Stored entries:

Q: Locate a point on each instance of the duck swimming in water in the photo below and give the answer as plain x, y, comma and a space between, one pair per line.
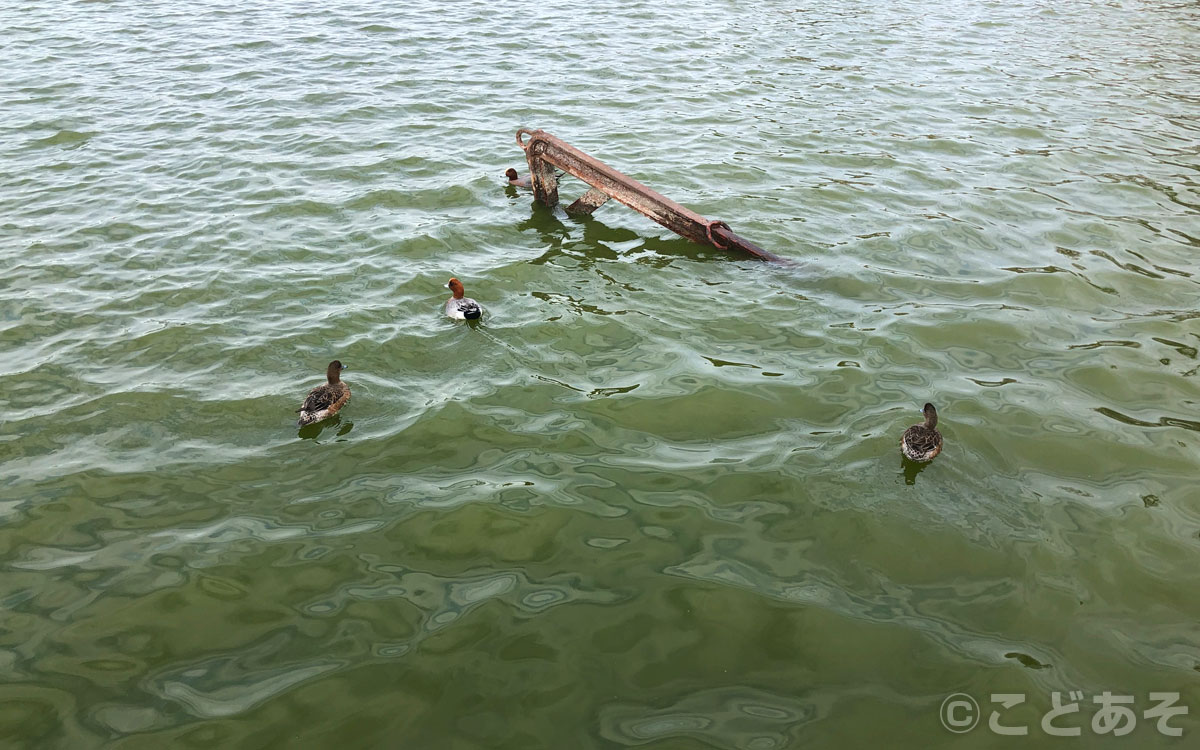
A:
462, 307
516, 180
923, 442
328, 400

**Task brief**
Could you reproduce every item above, request text included, but rescale the x and y point coordinates in the answers by multiplying each by 1.8 and rounding to the nearest whole number, with halves going up? Leave the pictures out.

**Exercise answer**
Q: Locate a point on each instance of the duck swimming in water in the photo below and give the answer as plain x, y, comma and a space between, one pair per line.
A:
832, 553
929, 324
1661, 796
590, 720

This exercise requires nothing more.